PASSAGE GIVEN |
>> Start
Before going on on my graphic library for led matrix, I think it’s time to optimize a bit the code in order to get the Netduino running faster.
My job is programming application using .Net for desktop, but a PC is very rich of resources such as RAM and processor speed. Instead, the Micro Framework offers a very small environment where every byte more might have an impact on the final result.

Here is a brief bunch of tests for showing a comparison on different approaches against a same task. Sometime you don’t care about the best way to write the code, but the interesting thing is actually knowing how the things are working. You will be surprised, as I was.
The test bench.
The base program for the tests is very simple: it is an endless loop where the code under test runs interleaved by a short pause of 100ms. The comparison is mostly against different yet commonly-used types, such as Int32, Single, Double and Byte.
The timings are taken by using a scope, then watching at two output ports when they change their state.
Except for the very first, each test cycles 50 times over a 20-operations set: that for minimize the overhead due to the “for-loop”. By the way, the first test is targeted just for get the “for-loop” heaviness.
It follows the test program template:
namespace PerformanceTest
{
public class Program
{
private const int Count = 50;
private static OutputPort QTest = new OutputPort(Pins.GPIO_PIN_D0, false);
private static OutputPort QPulse = new OutputPort(Pins.GPIO_PIN_D1, false);
public static void Main()
{
byte b;
byte bx = 50;
byte by = 16;
int i;
int ix = 50;
int iy = 16;
float f;
float fx = 50.0f;
float fy = 16.0f;
double d;
double dx = 50.0;
double dy = 16.0;
while (true)
>> End
Point annotation records |
>> Start
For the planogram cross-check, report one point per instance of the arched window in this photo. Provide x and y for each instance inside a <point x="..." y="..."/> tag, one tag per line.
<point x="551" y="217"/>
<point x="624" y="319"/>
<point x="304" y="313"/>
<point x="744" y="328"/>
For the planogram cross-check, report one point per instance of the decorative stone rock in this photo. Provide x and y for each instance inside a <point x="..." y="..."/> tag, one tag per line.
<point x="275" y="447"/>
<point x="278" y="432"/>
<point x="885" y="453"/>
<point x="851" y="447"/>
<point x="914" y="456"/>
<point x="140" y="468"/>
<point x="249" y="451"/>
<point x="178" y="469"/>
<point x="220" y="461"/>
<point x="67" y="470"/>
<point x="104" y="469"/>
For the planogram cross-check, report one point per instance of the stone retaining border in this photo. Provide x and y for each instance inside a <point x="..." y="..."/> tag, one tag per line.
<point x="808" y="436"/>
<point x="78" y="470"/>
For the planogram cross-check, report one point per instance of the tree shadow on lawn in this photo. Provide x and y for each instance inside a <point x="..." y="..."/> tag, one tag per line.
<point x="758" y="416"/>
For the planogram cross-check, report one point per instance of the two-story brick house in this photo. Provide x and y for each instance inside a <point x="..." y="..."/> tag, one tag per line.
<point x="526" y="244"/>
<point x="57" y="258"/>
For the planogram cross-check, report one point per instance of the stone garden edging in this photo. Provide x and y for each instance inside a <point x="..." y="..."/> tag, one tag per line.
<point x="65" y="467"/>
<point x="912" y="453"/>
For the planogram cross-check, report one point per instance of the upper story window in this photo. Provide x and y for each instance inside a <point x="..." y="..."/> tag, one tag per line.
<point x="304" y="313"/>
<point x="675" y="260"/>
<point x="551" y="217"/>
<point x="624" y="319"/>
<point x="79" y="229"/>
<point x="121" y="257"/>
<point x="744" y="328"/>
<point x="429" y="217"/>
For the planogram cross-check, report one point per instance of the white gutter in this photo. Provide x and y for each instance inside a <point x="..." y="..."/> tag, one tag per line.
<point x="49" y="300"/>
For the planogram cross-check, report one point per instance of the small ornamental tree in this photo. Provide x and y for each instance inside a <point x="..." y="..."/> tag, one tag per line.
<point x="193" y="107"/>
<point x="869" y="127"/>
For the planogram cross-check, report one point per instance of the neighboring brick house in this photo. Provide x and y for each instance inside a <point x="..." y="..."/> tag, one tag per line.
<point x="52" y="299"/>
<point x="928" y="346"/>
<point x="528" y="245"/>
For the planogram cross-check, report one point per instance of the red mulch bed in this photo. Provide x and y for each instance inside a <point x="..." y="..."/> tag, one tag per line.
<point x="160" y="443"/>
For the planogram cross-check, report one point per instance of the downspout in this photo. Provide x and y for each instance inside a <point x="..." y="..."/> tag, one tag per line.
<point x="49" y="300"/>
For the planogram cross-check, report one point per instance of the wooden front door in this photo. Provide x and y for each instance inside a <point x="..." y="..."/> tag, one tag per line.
>> End
EXERCISE 1 | In the Netduino performance article, turn the paragraph beginning "The base program for the tests is very simple" into a short bulleted list that keeps its main facts.
EXERCISE 2 | Render this sentence from the Netduino performance article in Spanish: "The timings are taken by using a scope, then watching at two output ports when they change their state."
EXERCISE 3 | In the Netduino performance article, swap "scope" for "oscilloscope" and write out everything from "The timings are" down to "static void Main()".
The records come from a source other than the Netduino performance article.

EXERCISE RESULT 1 |
- The base test program is an endless loop.
- The code under test runs with a short 100ms pause between runs.
- The comparison is mostly between commonly used types: Int32, Single, Double and Byte.

EXERCISE RESULT 2 | Los tiempos se toman con un osciloscopio, observando luego dos puertos de salida cuando cambian de estado.

EXERCISE RESULT 3 |
The timings are taken by using a oscilloscope, then watching at two output ports when they change their state.
Except for the very first, each test cycles 50 times over a 20-operations set: that for minimize the overhead due to the “for-loop”. By the way, the first test is targeted just for get the “for-loop” heaviness.
It follows the test program template:
namespace PerformanceTest
{
public class Program
{
private const int Count = 50;
private static OutputPort QTest = new OutputPort(Pins.GPIO_PIN_D0, false);
private static OutputPort QPulse = new OutputPort(Pins.GPIO_PIN_D1, false);
public static void Main()